(Extracted records)
==================================================

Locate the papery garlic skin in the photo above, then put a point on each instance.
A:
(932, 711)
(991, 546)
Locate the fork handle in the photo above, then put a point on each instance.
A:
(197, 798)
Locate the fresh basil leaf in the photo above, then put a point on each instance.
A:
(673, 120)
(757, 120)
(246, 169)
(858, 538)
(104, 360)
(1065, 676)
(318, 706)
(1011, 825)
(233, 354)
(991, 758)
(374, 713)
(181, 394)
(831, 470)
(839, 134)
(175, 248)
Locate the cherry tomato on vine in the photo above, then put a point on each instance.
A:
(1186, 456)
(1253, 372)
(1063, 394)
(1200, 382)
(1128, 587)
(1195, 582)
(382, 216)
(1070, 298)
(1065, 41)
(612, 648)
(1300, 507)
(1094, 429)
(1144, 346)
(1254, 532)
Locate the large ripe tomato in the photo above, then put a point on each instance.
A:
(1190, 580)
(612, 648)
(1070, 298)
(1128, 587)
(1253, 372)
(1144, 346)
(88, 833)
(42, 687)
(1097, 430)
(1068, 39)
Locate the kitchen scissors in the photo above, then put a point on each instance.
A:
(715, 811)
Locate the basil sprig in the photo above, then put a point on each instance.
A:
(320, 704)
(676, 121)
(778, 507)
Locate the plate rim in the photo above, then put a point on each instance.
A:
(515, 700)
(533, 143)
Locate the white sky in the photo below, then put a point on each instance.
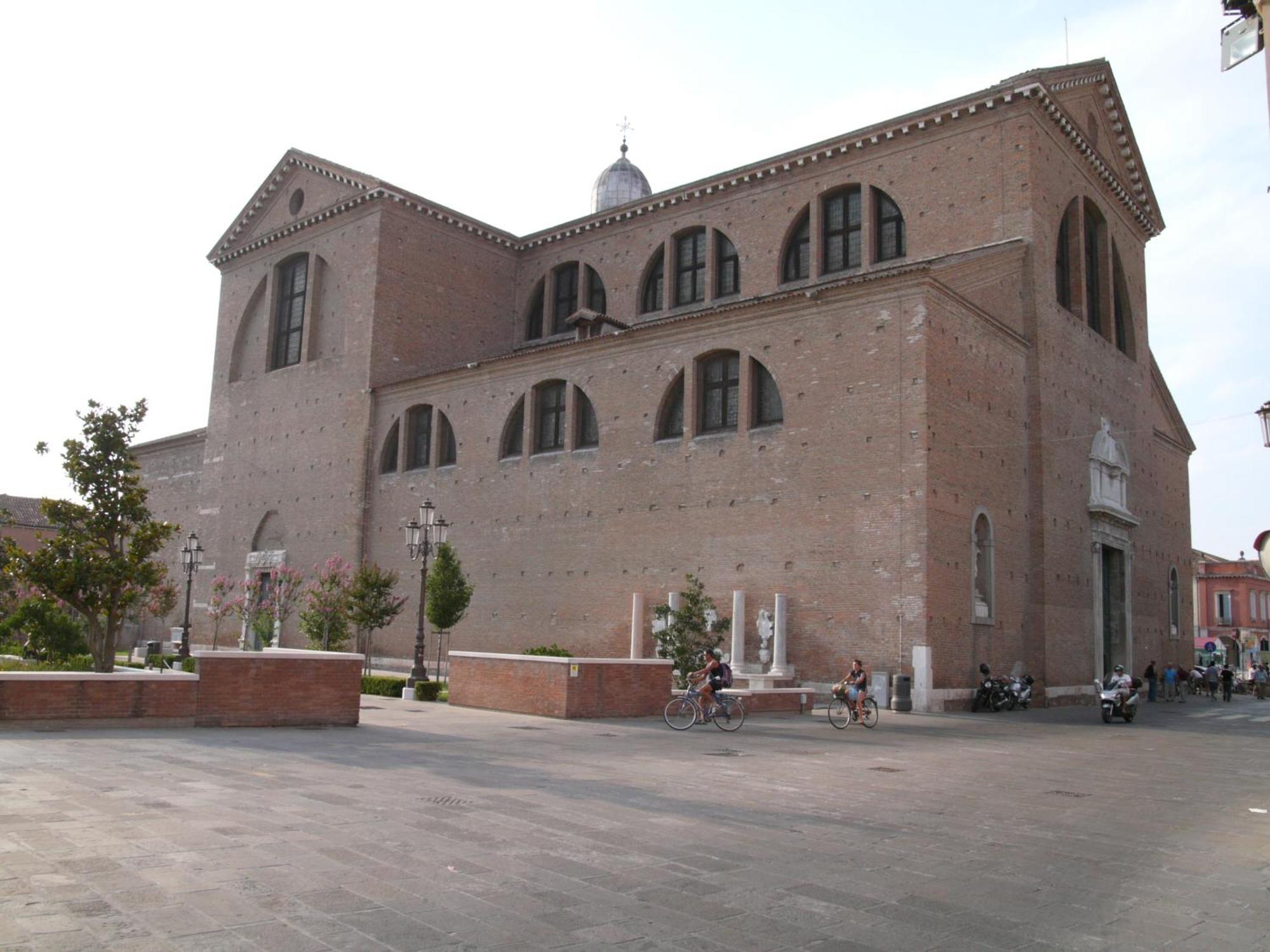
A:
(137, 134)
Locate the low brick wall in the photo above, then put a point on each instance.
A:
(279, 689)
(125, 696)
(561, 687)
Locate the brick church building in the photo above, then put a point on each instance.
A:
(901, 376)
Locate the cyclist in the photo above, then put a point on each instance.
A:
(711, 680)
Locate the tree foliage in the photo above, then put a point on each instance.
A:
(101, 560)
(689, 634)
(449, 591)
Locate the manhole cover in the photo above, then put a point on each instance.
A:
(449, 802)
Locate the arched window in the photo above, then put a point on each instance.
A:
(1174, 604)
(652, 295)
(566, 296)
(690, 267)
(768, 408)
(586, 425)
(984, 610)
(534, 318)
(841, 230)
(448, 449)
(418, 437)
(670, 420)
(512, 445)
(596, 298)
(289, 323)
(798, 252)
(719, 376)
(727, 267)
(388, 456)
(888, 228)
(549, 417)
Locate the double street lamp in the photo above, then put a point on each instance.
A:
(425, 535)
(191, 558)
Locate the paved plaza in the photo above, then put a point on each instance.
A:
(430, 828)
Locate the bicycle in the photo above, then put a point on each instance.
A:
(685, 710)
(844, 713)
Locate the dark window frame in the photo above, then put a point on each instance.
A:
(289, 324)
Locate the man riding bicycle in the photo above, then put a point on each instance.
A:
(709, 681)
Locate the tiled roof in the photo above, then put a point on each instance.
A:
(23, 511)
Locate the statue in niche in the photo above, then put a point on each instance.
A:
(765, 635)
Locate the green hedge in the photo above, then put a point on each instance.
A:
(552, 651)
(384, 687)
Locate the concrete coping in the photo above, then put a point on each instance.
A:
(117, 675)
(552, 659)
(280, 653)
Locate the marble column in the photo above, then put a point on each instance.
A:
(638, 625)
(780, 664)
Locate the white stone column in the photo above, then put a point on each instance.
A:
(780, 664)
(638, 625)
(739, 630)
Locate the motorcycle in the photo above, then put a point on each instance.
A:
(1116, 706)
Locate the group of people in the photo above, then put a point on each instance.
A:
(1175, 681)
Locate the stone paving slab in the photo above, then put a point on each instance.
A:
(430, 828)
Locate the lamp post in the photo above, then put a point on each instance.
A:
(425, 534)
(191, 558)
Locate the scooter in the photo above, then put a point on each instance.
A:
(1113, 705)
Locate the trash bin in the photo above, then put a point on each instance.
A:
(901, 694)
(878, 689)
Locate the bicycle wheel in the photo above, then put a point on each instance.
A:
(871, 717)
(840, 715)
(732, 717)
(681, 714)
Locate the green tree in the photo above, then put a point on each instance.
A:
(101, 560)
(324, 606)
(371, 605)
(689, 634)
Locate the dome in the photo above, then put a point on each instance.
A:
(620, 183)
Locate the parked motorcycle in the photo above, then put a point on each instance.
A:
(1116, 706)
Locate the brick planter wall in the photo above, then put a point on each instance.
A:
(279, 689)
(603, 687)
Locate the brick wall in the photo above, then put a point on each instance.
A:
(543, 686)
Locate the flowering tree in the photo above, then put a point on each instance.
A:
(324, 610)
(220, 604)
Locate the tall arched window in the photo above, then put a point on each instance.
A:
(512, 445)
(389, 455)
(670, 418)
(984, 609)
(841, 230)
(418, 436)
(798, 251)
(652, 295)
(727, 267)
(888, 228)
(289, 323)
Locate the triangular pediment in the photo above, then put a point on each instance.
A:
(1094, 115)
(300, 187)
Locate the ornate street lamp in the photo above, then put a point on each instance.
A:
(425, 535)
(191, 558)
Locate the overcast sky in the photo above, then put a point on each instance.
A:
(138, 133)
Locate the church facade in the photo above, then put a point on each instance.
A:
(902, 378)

==================================================

**What you have to do**. Among the records above, find each line holding "brick" and list it.

**Task response**.
Locate the low brick wall in the photo above, then put a point on each instance.
Locate the brick church building in the photo above, then put a point on each instance.
Locate the brick planter wall in the photo above, then put a point on each instance.
Locate the brick wall in the photo above, then put a point on each instance.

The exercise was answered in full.